Revise the lines below so that "ceiling fan blade" becomes "propeller blade", with everything else left as it is. Omit the pictures from your answer.

■ Object position labeling lines ■
## START

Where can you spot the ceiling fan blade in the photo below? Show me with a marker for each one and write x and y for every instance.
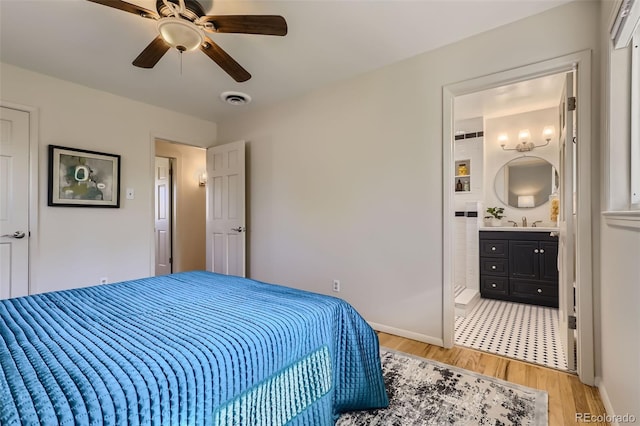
(128, 7)
(247, 24)
(150, 56)
(225, 61)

## END

■ WRITTEN RESPONSE ■
Where can you spot the propeller blade in the photo below? Show me with a marker for each one and write x and y for every instance.
(128, 7)
(247, 24)
(150, 56)
(225, 61)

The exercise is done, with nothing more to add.